TASK BRIEF »
Answer these questions using the farm bill article.
1. Until what date does the extension keep current agriculture policy in place?
2. How large a cut from the 2008 farm bill did the Senate-passed bill represent?
3. Who is the president of the Arkansas Farm Bureau?
----- SOURCE DOCUMENT
Budget deal left farm bill intact

Direct payments get a reprieve

— As part of the broad budget deal reached by Congress on the first day of the year, lawmakers extended billions of dollars worth of federal agriculture programs, including upfront payments that are made to farmers.

The extension, which keeps current agriculture policy in place until Oct. 1, retains “direct payments” made to farmers before they grow crops. Direct payments, which total about $5 billion a year, have long been targeted by members of both parties and were not included in legislation that passed in the Senate and cleared the House Agriculture Committee last year.

The previous farm bill that was signed into law in 2008 expired in October, and lawmakers have been unable to agree on a long-term funding plan for various programs run by the U.S. Department of Agriculture. Those programs include federal support for farmers, food-safety inspections, food stamp and nutrition programs, and environmental conservation efforts.

Arkansas’ U.S. Rep. Rick Crawford, a Jonesboro Republican and a member of the House Agriculture Committee, said he would have preferred a five-year farm bill. Farmers, he said, need to know what policy will be in place before they commit to large purchases of land and equipment.

“You need to have some level of long-term certainty before you decide to go out and buy another 1,000 acres,” he said.

Crawford, who will be chairman of the panel’s subcommittee on livestock, rural development and credit during the new session of Congress, did not vote for the broader budget deal.

Arkansas’ U.S. Sen. John Boozman, a Republican who sits on the Senate Agriculture Committee, voted for the short-term extension. He said he would’ve preferred a five-year farm bill overhaul, but attempts to include one in the broader bill failed.

“Everyone was so concentrated on the tax policy,” Boozman said. “The other things were just left by the wayside.”

Boozman’s and Crawford’s frustration that a longer-term deal couldn’t be reached was shared by members of a variety of commodity groups and Secretary of Agriculture Tom Vilsack, who said he was “disappointed” that legislators couldn’t pass a bill “to give rural America the long-term certainty they need and deserve.”

Critics of direct payments have long held that the payments don’t make sense, especially during periods of high commodity prices.

“We’re not really thrilled with them being renewed,” said Dean Clancy, legislative counsel at Freedom Works, a Washington group that advocates for smaller government. “The farm bill is absolutely ripe for savings.”

During debate last year on the farm bill, lawmakers attempted to make cuts, and legislation to kill direct payments was passed in the Senate and was pending in the House.

The Senate-passed bill would have funded programs at the USDA at $970 billion over 10 years, representing a $23 billion cut from the 2008 farm bill. The measure that languished in the House would have made $35 billion in cuts.

Crawford and Boozman have defended direct payments but they face vocal opposition in a tight budget climate.

In place of the direct payments, they said, they preferred an approach that was included in the House version of the legislation.

The House bill would have provided government support to farmers if prices dropped below a pre-determined level. That approach was more attractive to Southern growers of irrigated crops, such as rice and cotton, than was the Senate-passed bill, which would have provided support if a farm’s yield dropped below a pre-determined level.

Because irrigated crops have more consistent yields than other crops, they are more sensitive to price dips.

Arkansas farm experts said they were happily surprised that the payments were kept intact.

“This is pretty monumental for us,” said Randy Veach, the president of the Arkansas Farm Bureau.
----------
----- RECORDS
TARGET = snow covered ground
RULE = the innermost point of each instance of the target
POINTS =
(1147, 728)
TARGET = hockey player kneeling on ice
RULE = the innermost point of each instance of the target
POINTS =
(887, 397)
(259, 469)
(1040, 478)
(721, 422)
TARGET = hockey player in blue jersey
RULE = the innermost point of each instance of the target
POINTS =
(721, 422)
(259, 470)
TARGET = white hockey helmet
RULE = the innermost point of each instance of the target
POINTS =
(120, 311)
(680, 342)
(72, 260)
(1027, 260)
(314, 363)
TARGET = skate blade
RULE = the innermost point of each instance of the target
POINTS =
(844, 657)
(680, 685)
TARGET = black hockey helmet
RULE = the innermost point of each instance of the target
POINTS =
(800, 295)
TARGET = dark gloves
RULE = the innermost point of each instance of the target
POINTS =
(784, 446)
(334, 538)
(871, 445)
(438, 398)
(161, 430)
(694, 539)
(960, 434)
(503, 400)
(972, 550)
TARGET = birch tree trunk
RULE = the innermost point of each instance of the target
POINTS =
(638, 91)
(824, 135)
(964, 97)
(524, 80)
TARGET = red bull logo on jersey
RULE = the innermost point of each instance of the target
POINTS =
----------
WRITTEN ANSWER »
1. Oct. 1
2. $23 billion
3. Randy Veach